**DOCUMENT EXCERPT**
----------------------------------------
As of 2019, NIS owns the largest network of filling stations in Serbia – a total of 297 filling stations, including loading terminals, LPG bottle shops, warehouses, aviation fuel pumping facility at Belgrade Nikola Tesla Airport and a network of depots across Serbia. Retail network for LPG retail includes all the regional sales centers in major cities in the country.

Services
NIS has its own service capacities which fully meet the company's needs and can render services to third parties. NIS provides services by means of subsidiary companies "NAFTAGAS-Oilfield Services", "NAFTAGAS-Technical services" and "NAFTAGAS-Transport".

Market and financial data
Naftna Industrija Srbije finished the 2018 calendar year as the third biggest Serbian gross exporter with 465 million euros worth of exports. As of 8 March 2019, Naftna Industrija Srbije has a market capitalization of 987.50 million euros.
----------------------------------------
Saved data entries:
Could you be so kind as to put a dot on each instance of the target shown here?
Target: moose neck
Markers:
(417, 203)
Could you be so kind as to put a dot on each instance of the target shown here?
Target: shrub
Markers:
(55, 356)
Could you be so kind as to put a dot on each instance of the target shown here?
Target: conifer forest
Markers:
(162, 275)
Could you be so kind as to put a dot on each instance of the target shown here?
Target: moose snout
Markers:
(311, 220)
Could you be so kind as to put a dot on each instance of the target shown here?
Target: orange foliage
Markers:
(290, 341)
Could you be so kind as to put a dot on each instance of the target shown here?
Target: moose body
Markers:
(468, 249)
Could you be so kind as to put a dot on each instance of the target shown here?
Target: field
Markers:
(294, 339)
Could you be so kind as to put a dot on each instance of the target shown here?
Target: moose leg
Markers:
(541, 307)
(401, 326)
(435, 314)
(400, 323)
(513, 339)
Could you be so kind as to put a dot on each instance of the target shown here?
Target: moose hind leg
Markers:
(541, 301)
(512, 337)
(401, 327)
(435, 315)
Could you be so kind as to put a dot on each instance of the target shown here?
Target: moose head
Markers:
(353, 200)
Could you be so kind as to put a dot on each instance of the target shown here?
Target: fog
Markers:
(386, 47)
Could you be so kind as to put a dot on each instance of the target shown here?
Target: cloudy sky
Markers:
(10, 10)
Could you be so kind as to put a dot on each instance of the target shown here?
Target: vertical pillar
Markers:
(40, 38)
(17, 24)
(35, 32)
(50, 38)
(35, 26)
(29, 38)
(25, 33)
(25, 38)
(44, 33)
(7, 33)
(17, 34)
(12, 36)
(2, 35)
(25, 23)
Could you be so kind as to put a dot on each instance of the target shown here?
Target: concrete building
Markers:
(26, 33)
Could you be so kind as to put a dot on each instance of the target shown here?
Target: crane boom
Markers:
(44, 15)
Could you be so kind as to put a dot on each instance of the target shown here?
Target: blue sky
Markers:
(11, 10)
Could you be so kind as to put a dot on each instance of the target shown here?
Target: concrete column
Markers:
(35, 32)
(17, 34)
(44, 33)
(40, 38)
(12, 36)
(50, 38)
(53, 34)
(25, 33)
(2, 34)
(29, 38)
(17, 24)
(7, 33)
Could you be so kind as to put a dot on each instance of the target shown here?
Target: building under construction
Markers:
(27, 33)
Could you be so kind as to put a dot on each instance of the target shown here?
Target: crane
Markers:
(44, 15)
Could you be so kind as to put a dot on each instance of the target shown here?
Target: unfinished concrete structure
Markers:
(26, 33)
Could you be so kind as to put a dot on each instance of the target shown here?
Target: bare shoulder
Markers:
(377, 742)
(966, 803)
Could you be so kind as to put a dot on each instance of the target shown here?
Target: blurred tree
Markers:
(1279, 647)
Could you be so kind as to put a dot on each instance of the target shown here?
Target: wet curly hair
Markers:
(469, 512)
----------------------------------------
**AIM A**
Please list every subsidiary company through which the NIS passage says the company provides services.
**AIM B**
Count the lines of the records that contain the string "moose", with case counting, and give only the number.
The NIS passage and the records are separate, unrelated material.

**FULL RESPONSE A**
NAFTAGAS-Oilfield Services
NAFTAGAS-Technical services
NAFTAGAS-Transport

**FULL RESPONSE B**
6